■ **AVAILABLE DATA**:
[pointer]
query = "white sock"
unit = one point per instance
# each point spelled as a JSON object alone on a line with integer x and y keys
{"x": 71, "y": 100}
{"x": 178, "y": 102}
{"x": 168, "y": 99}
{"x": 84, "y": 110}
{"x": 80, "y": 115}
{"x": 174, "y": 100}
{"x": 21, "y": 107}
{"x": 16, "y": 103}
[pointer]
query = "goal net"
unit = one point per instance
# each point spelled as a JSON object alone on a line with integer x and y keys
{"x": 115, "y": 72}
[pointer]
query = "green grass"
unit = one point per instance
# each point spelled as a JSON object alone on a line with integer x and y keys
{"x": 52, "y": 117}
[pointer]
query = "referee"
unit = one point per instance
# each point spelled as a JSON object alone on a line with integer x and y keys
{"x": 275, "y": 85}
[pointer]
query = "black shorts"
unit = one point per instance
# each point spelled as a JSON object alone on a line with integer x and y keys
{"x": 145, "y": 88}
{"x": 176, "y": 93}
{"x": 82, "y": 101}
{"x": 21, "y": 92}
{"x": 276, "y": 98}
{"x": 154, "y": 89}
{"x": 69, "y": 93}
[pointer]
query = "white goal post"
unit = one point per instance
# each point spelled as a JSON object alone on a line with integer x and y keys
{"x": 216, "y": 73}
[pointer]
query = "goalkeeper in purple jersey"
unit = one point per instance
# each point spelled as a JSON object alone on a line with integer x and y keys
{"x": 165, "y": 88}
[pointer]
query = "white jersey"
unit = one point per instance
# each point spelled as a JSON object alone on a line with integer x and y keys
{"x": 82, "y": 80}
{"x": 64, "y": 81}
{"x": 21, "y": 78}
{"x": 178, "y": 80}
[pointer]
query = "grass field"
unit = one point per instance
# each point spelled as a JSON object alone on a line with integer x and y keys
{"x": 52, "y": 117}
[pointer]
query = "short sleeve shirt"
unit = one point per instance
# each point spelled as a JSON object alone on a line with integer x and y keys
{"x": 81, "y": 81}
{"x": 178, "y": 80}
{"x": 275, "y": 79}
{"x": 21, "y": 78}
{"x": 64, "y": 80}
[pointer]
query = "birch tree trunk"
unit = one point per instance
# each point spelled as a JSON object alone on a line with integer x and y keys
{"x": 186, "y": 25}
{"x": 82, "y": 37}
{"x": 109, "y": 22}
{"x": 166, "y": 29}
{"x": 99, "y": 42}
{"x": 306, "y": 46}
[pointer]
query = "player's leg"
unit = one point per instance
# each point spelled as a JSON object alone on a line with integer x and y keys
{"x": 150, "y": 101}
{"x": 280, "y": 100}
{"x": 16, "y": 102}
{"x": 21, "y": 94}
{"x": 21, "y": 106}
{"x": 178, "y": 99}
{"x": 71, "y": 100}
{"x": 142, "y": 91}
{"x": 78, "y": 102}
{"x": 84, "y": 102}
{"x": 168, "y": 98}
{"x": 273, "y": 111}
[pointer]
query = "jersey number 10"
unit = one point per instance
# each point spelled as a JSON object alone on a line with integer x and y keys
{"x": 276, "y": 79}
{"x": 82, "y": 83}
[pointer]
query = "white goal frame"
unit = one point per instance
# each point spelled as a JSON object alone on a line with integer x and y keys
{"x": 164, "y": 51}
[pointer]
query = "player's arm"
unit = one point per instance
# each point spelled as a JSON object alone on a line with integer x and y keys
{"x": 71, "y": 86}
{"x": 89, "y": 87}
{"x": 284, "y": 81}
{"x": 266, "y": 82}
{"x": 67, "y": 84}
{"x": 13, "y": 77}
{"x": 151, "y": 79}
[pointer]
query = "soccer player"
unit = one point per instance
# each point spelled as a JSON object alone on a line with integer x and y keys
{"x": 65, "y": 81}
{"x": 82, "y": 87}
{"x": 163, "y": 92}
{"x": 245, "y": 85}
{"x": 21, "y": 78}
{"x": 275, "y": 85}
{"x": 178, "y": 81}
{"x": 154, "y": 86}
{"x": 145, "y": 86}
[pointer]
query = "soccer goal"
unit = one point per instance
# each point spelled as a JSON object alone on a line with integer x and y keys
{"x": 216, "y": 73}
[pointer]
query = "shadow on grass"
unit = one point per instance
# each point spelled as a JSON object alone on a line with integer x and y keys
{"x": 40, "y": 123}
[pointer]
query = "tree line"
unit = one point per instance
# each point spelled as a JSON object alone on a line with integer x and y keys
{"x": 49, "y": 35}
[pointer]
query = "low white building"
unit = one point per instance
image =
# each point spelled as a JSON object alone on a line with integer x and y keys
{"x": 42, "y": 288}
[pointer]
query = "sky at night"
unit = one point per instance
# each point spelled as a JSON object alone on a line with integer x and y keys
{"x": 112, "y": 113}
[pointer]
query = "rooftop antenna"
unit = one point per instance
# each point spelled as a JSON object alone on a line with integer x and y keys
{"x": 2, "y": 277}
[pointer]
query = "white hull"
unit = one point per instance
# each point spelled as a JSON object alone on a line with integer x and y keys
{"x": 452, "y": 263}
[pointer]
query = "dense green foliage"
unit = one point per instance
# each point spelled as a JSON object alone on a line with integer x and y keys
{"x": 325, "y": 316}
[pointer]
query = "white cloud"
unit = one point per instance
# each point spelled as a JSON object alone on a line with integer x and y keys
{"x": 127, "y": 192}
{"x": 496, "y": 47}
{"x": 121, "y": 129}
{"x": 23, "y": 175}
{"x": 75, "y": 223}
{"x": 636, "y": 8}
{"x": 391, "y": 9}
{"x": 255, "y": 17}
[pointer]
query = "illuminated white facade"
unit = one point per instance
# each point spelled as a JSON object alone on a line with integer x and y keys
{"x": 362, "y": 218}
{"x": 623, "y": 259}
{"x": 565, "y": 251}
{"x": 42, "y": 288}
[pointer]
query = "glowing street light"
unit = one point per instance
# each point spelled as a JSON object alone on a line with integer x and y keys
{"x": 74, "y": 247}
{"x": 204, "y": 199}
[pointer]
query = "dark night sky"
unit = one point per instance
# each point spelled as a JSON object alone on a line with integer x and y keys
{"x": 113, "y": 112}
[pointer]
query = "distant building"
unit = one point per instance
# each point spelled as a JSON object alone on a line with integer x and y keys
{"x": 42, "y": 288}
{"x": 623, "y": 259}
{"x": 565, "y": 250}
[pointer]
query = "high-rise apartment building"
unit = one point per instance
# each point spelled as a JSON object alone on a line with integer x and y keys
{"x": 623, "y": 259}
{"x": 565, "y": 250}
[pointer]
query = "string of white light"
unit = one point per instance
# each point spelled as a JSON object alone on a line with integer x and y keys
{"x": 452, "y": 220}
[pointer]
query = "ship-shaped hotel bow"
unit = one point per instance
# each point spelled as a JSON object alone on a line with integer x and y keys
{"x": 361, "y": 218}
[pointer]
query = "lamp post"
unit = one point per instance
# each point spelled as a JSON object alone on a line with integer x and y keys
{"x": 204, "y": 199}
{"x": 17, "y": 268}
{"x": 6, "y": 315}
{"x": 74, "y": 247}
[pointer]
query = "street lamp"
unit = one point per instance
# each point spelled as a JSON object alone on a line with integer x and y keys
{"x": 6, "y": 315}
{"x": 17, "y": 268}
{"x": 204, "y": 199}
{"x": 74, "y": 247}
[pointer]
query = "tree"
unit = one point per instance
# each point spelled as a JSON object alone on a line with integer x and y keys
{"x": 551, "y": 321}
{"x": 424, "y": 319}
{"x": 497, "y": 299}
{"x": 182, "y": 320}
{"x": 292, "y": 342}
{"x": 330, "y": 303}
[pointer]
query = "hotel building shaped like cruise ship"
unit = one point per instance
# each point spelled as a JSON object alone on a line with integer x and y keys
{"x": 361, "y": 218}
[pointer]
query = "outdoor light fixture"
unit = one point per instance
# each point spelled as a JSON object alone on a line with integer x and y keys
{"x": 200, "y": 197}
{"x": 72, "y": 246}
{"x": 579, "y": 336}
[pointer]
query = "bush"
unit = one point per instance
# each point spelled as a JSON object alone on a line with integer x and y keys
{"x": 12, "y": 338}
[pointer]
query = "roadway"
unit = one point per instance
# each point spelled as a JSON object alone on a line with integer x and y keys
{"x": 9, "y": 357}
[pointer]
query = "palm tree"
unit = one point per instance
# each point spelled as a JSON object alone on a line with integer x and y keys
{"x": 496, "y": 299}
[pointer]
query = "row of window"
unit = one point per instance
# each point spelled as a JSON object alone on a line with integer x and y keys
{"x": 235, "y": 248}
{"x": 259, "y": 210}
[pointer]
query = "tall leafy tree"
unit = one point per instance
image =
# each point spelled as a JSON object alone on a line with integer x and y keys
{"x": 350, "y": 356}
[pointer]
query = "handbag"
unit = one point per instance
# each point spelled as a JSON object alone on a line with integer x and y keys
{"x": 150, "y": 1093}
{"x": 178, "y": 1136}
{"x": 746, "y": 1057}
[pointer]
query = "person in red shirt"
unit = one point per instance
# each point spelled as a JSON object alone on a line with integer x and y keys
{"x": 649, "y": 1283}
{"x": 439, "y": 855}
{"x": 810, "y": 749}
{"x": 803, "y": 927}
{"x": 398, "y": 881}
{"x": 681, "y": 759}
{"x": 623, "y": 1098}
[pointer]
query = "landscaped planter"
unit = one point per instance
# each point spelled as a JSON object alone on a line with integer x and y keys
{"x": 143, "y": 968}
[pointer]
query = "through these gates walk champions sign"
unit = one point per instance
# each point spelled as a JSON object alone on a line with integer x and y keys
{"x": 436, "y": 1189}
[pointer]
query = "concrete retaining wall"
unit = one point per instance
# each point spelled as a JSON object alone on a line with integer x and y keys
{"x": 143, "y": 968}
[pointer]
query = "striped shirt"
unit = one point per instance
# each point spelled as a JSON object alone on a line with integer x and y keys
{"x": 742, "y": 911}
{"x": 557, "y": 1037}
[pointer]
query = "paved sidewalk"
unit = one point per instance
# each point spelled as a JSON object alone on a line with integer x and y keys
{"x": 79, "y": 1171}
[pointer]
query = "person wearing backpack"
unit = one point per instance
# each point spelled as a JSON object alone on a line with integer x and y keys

■ **TASK OBJECTIVE**: Tally up the lines above in which "light" occurs. Give the result as a bare number.

■ **FINISHED EXERCISE**: 3